• _WHAT IS ASKED_
a) Summarize the bubble sort passage in two sentences.
b) Please carry the bubble sort passage forward from its final sentence.

• _GIVEN TEXT_

· · · · · · ·

Alex and Ellie are discussing a new algorithm they learned today called bubble sort. Ellie claims that she found a very simple modification to the bubble sort algorithm that will speed it up slightly. She shows Alex the pseudocode for her algorithm below:

bubblesort(list A) :
begin_index = 1
end_index = length(A)-1;
while begin_index <= end_index :
new_begin_index = end_index
new_end_index = begin_index
for i = begin_index to end_index :
if A[i] > A[i + 1]
swap A[i] and A[i + 1]
new_end_index=i
end if
end for
// decrease end_index b/c the elements after new_end_index are sorted
end_index = new_end_index - 1

for i = end_index to begin_index  step -1:
if A[i] > A[i + 1]
swap A[i] and A[i + 1]
new_begin_index=i
end if
end for
// increase begin_index b/c the elements before new_begin_index are sorted
begin_index = new_begin_index + 1
end while


Will this return the correctly sorted array in fewer steps than the original bubble sort algorithm?

· · · · · · ·

(Entries from a point annotation set)
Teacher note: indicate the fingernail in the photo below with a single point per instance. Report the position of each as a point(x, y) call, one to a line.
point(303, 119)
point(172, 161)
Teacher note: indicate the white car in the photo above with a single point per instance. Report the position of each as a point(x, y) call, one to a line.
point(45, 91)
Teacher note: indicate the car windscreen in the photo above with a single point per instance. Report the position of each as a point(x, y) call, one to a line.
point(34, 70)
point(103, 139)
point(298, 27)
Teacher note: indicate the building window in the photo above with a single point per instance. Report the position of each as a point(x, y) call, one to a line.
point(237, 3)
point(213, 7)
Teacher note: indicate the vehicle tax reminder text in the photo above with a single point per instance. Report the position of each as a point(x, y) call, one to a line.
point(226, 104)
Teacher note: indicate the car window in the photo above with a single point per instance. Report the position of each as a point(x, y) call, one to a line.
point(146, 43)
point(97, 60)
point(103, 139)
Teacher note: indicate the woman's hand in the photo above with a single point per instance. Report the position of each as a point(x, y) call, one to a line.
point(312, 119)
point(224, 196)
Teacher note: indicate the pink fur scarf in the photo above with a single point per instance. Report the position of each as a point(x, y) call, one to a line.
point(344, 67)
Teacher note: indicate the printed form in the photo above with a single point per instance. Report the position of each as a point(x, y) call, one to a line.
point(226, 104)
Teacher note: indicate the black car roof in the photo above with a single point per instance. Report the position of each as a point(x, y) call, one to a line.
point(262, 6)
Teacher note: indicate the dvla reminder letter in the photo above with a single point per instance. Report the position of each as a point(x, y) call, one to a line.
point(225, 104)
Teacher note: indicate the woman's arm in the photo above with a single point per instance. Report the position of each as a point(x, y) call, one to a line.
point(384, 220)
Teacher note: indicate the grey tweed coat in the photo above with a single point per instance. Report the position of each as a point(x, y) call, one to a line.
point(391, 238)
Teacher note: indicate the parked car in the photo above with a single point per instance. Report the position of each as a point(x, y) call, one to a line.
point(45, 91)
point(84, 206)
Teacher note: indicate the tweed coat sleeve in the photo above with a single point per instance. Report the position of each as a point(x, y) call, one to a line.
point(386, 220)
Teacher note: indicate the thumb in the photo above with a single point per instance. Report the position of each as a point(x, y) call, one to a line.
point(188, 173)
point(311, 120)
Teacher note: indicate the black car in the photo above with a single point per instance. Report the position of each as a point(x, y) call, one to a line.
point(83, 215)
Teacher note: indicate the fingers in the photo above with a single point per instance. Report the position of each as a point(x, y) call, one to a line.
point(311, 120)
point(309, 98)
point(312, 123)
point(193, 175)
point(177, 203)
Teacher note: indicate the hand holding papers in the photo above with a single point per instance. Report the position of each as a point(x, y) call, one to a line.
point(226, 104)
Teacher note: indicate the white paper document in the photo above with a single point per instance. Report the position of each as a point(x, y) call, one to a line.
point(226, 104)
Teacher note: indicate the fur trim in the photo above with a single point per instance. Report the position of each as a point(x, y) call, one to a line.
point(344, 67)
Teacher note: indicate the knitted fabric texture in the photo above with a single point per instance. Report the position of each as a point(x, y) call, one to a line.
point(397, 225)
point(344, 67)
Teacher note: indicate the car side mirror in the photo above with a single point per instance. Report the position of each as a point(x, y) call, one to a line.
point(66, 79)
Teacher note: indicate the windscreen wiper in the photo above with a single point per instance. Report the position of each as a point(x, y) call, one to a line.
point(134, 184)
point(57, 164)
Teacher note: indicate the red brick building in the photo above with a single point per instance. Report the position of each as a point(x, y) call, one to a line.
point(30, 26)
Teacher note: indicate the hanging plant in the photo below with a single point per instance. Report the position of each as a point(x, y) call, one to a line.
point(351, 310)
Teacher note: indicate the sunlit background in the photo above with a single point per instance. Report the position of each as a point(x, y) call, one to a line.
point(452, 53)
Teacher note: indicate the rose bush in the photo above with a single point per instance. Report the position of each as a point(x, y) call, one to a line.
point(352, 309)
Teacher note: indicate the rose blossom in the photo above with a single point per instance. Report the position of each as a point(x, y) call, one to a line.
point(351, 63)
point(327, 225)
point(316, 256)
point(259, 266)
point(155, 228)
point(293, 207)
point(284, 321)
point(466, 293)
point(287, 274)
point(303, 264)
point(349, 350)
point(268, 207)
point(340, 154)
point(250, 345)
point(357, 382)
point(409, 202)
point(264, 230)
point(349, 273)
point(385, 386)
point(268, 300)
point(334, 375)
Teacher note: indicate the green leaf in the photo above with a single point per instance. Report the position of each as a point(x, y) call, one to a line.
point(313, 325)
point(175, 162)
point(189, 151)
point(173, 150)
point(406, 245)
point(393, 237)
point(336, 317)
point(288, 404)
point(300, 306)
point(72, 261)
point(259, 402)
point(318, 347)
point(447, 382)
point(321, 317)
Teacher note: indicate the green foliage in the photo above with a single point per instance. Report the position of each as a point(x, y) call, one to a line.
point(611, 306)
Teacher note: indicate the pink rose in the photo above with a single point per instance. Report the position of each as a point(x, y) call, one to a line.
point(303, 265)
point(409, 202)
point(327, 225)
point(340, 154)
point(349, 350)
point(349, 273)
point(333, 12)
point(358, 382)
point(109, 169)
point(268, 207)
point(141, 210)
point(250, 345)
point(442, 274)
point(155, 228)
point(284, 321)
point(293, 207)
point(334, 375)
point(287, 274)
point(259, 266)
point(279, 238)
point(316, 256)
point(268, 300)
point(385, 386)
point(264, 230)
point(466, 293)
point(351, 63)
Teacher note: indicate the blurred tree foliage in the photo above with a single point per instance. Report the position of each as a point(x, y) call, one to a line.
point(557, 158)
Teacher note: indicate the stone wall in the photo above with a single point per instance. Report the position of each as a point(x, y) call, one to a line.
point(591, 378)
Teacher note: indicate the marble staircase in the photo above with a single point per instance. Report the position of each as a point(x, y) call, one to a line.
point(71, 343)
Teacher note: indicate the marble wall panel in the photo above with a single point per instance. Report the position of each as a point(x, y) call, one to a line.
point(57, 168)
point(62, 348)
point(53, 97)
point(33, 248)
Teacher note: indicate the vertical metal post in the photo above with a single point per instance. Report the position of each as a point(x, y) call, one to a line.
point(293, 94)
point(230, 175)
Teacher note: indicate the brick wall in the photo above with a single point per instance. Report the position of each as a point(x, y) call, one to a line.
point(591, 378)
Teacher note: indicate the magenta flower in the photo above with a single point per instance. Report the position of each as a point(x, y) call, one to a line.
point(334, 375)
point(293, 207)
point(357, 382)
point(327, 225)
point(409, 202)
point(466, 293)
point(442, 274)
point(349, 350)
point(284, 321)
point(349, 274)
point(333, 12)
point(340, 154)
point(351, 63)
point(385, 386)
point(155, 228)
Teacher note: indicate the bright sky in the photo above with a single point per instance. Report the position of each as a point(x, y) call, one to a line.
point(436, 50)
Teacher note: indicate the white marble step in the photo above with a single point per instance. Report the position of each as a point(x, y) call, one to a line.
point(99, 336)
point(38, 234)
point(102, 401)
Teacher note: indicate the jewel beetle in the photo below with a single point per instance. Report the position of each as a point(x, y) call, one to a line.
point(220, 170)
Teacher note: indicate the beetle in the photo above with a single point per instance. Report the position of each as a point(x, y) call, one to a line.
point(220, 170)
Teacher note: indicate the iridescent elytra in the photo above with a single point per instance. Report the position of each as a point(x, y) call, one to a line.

· · · · · · ·

• _ANSWER LIST_
a) Alex and Ellie are discussing bubble sort, an algorithm they learned today, and Ellie claims a simple modification that speeds it up slightly, shown in pseudocode with a forward pass and a backward pass that shrink the range between end_index and begin_index. The passage closes by asking whether her version returns a correctly sorted array in fewer steps than the original bubble sort.

b)
Select ALL that apply.

A

No; the run-time effectively doubles due to the presence of the two inner for loops in the while loop.

B

Yes; by updating begin_index and end_index in each iteration, the size of the bounds on the inner loops is reduced.

C

Yes; bubble sort can only move elements backward by one index in an iteration, whereas by alternating between forward and backward passes over the list, the modified version can move an element any number of steps in either direction.

D

Yes; under this modification, bubble sort becomes a divide-and-conquer algorithm. Its running-time is reduced from $\mathcal{O}(n^2)$ to $\mathcal{O(n \log n)}$.